Focusing as things become clearer

I started the week being completely worn out, exhausted and stressed. Here I am at the mid-way point and I’m feeling none of that. Not that anything has been taken off my table. In fact, I have a to-do list for tonight. But somehow I’ve managed to lesson the clutter. Turn down the noise.

I’ve started drinking water instead of soda. Two things I notice right away. First, I yawn a lot less during the day. How is that possible? Just last week, I would be yawning constantly. No matter the time of day. In meetings I was yawning. At people’s desk I was yawning. It felt like the only solution was to go home, where I would stop yawning. But this week I have yawned only once. Once people! That is like unheard of for me. Second, I’m more thirsty! How does that happen? How can I be even more thirsty by drinking water? I swear I go through four cups a day right now. Where as before a can of soda lasted me all day. As I type this my mouth feels like the desert, so I’m going to get a glass of water.
____
Given task 1 =
Answer these questions about the post:
(a) What does the writer have for tonight?
(b) What has the writer started drinking instead of soda?
(c) How many cups of water a day does the writer say they drink right now?
Given task 2 = In the listing below, rewrite the lines from the one with "to locate carved" to the one with "[312,105,356,204]", keeping the requests and adding 14 to every coordinate in the answers.
____
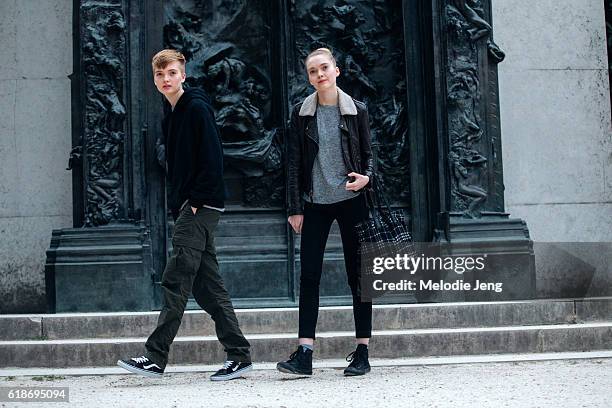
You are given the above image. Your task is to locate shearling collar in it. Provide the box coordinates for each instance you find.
[300,88,357,116]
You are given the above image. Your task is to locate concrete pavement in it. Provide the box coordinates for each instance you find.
[0,356,612,408]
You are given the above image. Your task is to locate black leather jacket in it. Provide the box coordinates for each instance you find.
[287,99,374,216]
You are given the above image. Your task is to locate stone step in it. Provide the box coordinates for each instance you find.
[0,321,612,368]
[0,298,612,341]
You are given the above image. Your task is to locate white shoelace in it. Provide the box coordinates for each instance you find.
[132,356,149,364]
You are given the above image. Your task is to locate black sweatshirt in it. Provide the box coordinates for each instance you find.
[162,88,225,213]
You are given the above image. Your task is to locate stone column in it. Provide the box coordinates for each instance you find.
[45,0,153,312]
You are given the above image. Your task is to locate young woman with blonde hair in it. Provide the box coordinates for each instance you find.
[277,48,373,375]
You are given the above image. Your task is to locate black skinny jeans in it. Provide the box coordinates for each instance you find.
[299,194,372,339]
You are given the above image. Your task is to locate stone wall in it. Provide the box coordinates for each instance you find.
[492,0,612,242]
[0,0,72,313]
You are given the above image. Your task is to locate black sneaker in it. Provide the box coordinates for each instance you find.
[344,344,371,376]
[210,360,253,381]
[276,346,312,375]
[117,356,164,377]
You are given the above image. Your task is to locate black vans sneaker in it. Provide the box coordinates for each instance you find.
[117,356,164,377]
[210,360,253,381]
[344,344,371,376]
[276,346,312,375]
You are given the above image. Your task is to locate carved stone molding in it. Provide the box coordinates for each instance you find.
[79,0,127,226]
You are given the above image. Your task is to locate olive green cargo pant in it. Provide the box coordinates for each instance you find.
[145,205,251,369]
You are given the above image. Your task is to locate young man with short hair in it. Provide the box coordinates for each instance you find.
[117,50,253,381]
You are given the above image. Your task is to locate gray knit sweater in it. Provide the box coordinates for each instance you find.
[312,105,356,204]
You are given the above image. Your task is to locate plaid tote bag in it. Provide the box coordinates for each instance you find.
[355,176,416,298]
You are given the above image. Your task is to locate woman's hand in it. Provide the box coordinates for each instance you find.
[288,214,304,234]
[346,172,370,191]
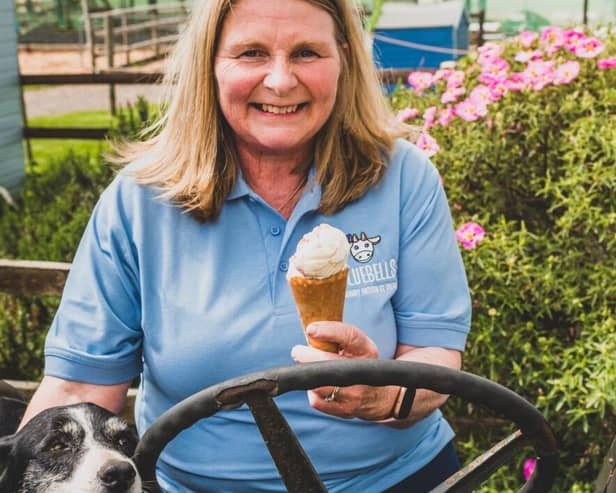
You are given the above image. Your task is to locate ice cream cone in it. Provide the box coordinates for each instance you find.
[289,267,349,353]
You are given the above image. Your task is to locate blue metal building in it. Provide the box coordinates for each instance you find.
[373,0,469,69]
[0,0,24,194]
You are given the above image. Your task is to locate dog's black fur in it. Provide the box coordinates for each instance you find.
[0,383,142,493]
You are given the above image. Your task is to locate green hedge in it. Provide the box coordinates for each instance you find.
[0,31,616,492]
[391,27,616,492]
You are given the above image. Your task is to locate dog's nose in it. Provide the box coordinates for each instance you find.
[97,460,135,492]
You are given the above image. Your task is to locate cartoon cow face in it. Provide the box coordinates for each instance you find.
[347,231,381,264]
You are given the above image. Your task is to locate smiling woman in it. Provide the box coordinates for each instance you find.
[19,0,470,493]
[214,0,343,217]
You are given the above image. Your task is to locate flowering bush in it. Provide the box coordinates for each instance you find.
[391,27,616,492]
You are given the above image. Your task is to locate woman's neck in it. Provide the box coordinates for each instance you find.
[238,144,310,219]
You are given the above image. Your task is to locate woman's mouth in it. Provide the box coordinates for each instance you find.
[252,103,306,115]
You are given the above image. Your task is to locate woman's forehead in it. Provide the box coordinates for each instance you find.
[223,0,334,31]
[220,0,335,45]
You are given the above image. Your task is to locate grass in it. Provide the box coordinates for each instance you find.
[28,110,115,170]
[28,110,115,128]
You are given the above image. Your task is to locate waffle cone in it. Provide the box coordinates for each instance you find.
[289,267,349,353]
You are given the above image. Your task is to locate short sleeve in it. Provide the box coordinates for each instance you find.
[392,148,471,351]
[45,177,142,385]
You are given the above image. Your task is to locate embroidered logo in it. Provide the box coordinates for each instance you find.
[347,231,381,264]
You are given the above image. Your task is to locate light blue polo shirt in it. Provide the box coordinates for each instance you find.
[45,141,470,493]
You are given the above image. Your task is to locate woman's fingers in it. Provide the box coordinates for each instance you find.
[306,321,378,358]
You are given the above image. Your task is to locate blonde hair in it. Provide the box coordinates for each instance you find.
[113,0,407,221]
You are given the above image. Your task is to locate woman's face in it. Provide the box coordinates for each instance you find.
[215,0,340,158]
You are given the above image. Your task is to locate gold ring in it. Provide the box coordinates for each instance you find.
____
Solution 1 =
(a) A to-do list.
(b) Water.
(c) Four.

Solution 2 =
You are given the above image. Your task is to locate carved stone molding in it. Provide the box coordinates for each instance you find.
[93,14,141,240]
You are given the above image. Your task is to locate olive green cargo pant in it. Provide the box coordinates for each instance you find.
[159,219,265,383]
You are given the above image. Your task is to locate young man with short hair in it. Provide the box coordinates for each instance you find.
[131,64,267,395]
You are given the above image. Your task is to locate gray knit sweater in it. Provide the box coordinates for each instance you find.
[326,119,370,218]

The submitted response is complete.